A run of records:
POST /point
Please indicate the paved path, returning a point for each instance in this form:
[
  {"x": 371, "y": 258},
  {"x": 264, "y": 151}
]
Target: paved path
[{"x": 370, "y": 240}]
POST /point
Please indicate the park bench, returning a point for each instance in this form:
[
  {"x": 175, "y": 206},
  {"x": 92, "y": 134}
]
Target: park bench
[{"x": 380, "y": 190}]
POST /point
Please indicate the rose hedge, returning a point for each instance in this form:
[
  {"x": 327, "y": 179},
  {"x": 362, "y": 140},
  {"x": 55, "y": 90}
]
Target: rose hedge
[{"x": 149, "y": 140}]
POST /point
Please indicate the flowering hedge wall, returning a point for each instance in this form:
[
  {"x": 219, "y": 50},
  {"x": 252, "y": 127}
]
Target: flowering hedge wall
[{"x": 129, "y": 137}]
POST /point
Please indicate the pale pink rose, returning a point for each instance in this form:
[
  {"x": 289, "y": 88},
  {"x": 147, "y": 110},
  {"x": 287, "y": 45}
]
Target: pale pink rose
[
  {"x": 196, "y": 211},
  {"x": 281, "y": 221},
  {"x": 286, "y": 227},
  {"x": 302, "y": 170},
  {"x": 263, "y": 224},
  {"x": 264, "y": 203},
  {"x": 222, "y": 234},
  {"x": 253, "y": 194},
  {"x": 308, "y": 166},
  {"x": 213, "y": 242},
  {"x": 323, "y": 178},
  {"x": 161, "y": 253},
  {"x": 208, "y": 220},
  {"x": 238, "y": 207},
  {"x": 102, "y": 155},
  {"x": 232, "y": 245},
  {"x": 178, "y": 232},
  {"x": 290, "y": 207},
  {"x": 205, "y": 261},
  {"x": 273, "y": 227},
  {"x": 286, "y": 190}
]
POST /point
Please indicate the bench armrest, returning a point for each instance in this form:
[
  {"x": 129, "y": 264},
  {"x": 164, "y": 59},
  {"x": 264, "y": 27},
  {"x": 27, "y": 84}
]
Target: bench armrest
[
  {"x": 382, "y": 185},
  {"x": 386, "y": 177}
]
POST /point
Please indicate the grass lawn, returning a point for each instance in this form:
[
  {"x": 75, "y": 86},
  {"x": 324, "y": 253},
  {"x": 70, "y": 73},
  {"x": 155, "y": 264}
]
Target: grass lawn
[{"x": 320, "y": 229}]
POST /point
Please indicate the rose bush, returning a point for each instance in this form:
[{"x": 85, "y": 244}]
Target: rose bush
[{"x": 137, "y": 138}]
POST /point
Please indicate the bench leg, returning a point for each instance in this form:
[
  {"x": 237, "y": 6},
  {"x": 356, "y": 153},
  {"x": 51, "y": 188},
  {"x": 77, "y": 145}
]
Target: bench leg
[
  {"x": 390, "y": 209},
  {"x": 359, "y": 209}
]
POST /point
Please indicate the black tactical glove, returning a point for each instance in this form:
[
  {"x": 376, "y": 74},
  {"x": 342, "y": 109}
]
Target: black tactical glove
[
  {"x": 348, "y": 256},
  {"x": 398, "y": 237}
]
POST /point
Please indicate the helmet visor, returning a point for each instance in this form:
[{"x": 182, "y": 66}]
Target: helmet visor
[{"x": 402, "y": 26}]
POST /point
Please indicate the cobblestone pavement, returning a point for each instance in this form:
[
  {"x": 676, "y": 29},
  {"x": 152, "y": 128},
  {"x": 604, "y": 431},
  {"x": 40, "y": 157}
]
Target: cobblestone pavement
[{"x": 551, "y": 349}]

• _Exercise aim_
Pull out each line above that contains the string "bush". Matching is case-sensitive.

• _Exercise result_
Please indicate the rose bush, returning a point for each instance in this form:
Target: rose bush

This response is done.